▶ TUGAS:
**1)** Sebutkan semua judul karya yang disebut dalam teks tentang politik Aristoteles.
**2)** Jawablah pertanyaan berikut berdasarkan teks tentang politik Aristoteles.
(a) Apa arti zoion politikon menurut teks itu?
(b) Menurut Aristoteles, apa tujuan negara?
(c) Istilah apa yang diberikan dalam kurung untuk swasembada?
**3)** Ringkaslah dalam bentuk daftar paragraf dalam teks tentang politik Aristoteles yang dimulai dengan "Sebagaimana kerap kali terjadi". Pertahankan fakta-fakta utamanya.

▶ KUTIPAN TEKS:
* * * *

Aristoteles. Politik

Politik Aristoteles
Aristoteles
Dalam karya-karya Plato, ajaran tentang negara belum dipisahkan secara jelas dari ajarannya tentang etika individual. Dialog Politeia misalnya membicarakan kedua-duanya. Aristoteles sudah mulai membedakan kedua ajaran tersebut. Dalam suatu karya tersendiri, yang bernama politica, ia menghidangkan pemikirannya tentang negara atau politik. Namun demikian, pada Aristoteles juga ada hubungan erat antara politik dan etika. Ajaran tentang negara meneruskan dan menyelesaikan etika, sehingga pada akhir uraiannya dalam Ethica Nicomachea Aristoteles sudah menunjuk kepada karyanya mengenai politik.

Tujuan negara
Aristoteles setuju dengan Sokrates dan Plato dalam menolak pendirian kaum sofis bahwa negara itu berdasarkan adat kebiasaan dan bukan kodrat.  Buat Aristoteles, Negara tidak berasal dari suatu inisiatif dari pihak manusia, tetapi menurut kodratnya manusia hidup dalam Negara. Dalam buku I dari Politica, Aristoteles mengatakan bahwa manusia menurut kodratnya merupakan zoion politikon: makhluk yang hidup dalam polis. Ia menambahkan lagi bahwa suatu makhluk yang menurut kodratnya, dan bukan kebetulan saja, tidak hidup dalam polis, pasti seekor binatang atau seorang dewa. Maksudnya, makhluk serupa itu bias berada di bawah manusia atau bias melebihi manusia, tetapi tidak merupakan seorang manusia.

Sebagaimana kerap kali terjadi dalam karya-karya lain, dalam karya tentang politik pun Aristoteles mencari penyebab final. Apakah tujuan negara? Negara berada untuk apa? Aristoteles menjawab bahwa tujuan negara adalah memungkinkan hidup dengan baik. Lembaga-lembaga lain juga mengejar sesuatu yang baik. Keluarga bermaksud menjamin reproduksi hidup manusiawi dan memenuhi keperluan sehari-hari. Desa yang menggabungkan beberapa keluarga, memenuhi kebutuhan-kebutuhan yang tidak dipenuhi oleh keluarga. Tetapi kalau beberapa desa dipersatukan menjadi satu negara, maka negara itu tidak memerlukan lembaga lebih tinggi lagi untuk memenuhi kebutuhan-kebutuhan warga negaranya. Negara itu swasembada (autarkeia). Oleh karenanya, negara mempunyai tujuan supaya manusia hidup dengan baik dalam arti sepenuh-penuhnya.

* * * *

[Entri penunjuk objek bernama]
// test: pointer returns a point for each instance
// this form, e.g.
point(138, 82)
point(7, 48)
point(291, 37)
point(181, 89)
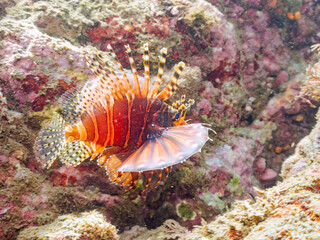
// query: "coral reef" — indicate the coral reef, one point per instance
point(86, 225)
point(244, 61)
point(287, 211)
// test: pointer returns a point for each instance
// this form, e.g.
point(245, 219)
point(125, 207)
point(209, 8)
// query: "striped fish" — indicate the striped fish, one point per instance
point(127, 128)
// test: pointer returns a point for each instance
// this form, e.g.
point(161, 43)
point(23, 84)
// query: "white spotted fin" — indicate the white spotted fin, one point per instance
point(175, 145)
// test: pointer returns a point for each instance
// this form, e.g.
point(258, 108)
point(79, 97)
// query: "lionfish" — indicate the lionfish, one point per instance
point(129, 129)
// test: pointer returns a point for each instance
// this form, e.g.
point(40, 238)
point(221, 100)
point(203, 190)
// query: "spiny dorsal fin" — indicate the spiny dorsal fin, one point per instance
point(104, 62)
point(75, 152)
point(127, 84)
point(172, 86)
point(71, 110)
point(162, 61)
point(104, 79)
point(136, 85)
point(145, 88)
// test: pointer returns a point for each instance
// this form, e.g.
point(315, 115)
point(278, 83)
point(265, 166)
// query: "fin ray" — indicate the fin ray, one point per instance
point(170, 148)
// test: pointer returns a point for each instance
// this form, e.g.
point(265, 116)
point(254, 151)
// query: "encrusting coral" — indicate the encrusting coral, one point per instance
point(242, 72)
point(73, 226)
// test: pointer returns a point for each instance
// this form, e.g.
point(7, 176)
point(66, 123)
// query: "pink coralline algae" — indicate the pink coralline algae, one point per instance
point(249, 54)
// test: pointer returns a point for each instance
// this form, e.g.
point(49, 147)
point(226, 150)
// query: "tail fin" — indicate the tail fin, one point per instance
point(51, 141)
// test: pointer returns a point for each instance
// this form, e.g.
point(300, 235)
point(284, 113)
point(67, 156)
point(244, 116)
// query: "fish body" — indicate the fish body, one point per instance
point(128, 128)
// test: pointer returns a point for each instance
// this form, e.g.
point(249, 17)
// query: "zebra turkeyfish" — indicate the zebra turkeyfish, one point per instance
point(129, 129)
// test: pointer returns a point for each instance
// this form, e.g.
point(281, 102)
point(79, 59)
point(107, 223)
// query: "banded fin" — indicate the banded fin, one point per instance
point(50, 141)
point(174, 146)
point(51, 144)
point(75, 152)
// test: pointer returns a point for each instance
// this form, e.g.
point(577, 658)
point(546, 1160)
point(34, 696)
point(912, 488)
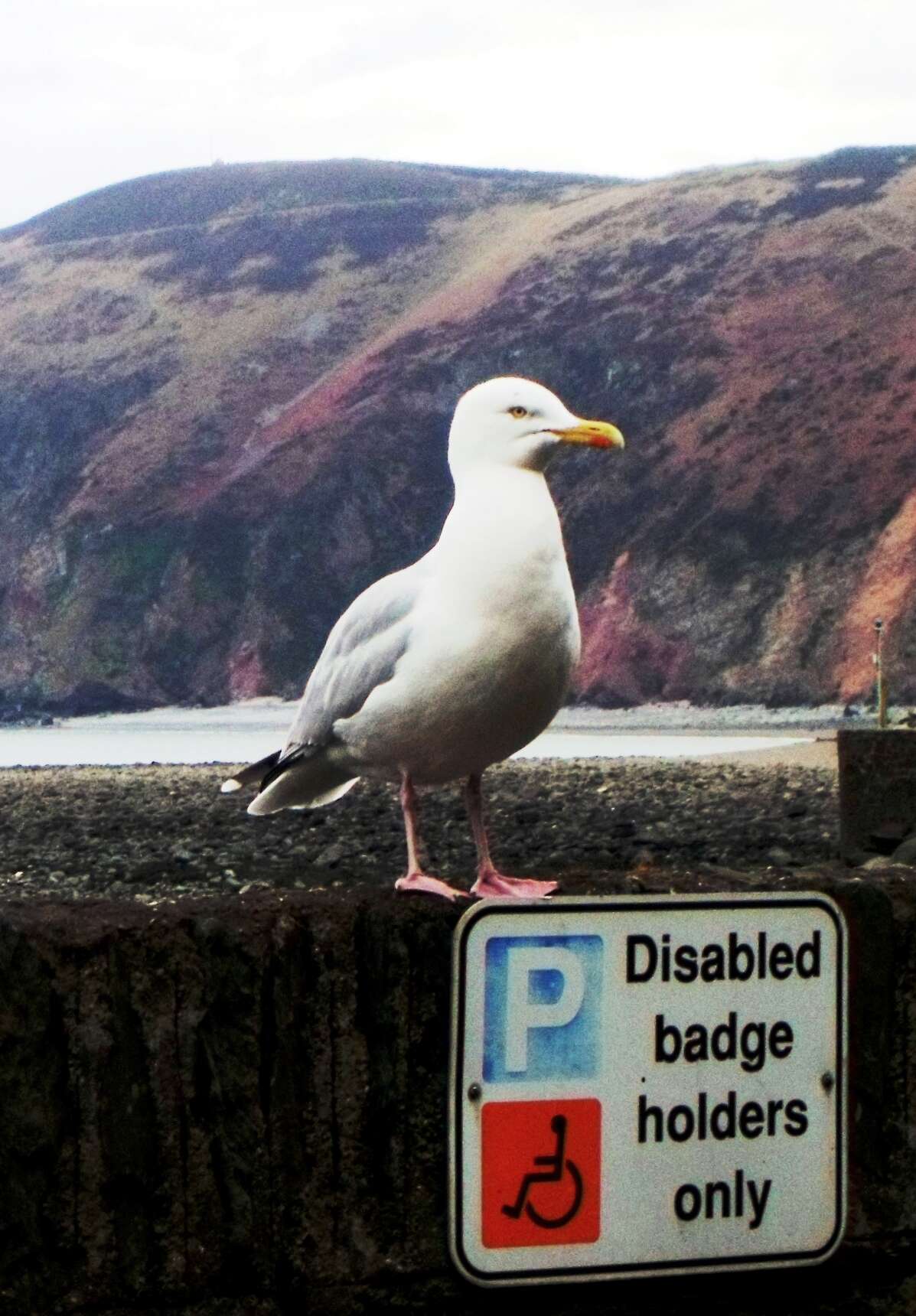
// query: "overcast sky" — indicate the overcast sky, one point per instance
point(98, 91)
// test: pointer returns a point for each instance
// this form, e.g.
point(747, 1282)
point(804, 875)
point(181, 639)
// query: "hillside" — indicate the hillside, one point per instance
point(224, 400)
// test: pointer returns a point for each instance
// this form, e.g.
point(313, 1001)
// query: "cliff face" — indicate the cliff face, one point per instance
point(224, 402)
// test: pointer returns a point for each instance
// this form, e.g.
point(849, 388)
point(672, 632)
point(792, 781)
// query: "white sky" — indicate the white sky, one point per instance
point(98, 91)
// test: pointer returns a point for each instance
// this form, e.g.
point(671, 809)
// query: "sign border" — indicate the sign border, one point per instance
point(631, 1270)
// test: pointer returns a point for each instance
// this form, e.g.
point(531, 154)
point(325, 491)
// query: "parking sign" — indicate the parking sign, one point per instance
point(647, 1086)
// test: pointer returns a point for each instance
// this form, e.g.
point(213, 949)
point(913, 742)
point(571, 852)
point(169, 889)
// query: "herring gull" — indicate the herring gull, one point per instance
point(460, 660)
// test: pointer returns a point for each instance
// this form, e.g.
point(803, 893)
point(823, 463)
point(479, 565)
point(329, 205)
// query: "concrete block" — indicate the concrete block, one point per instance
point(237, 1107)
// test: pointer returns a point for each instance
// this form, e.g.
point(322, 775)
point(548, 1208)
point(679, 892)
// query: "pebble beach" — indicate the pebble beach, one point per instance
point(164, 832)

* * * *

▶ JAWABAN LATIHAN:
**1)**
- Politeia
- Politica
- Ethica Nicomachea

**2)**
(a) Zoion politikon berarti makhluk yang hidup dalam polis.
(b) Tujuan negara adalah memungkinkan hidup dengan baik.
(c) Istilahnya adalah autarkeia.

**3)**
- Dalam karya tentang politik, Aristoteles mencari penyebab final, yaitu tujuan negara.
- Tujuan negara adalah memungkinkan hidup dengan baik.
- Keluarga menjamin reproduksi hidup manusiawi dan memenuhi keperluan sehari-hari.
- Desa menggabungkan beberapa keluarga dan memenuhi kebutuhan yang tidak dipenuhi oleh keluarga.
- Negara terbentuk dari beberapa desa dan tidak memerlukan lembaga yang lebih tinggi karena bersifat swasembada (autarkeia).
- Karena itu, negara bertujuan agar manusia hidup dengan baik dalam arti sepenuh-penuhnya.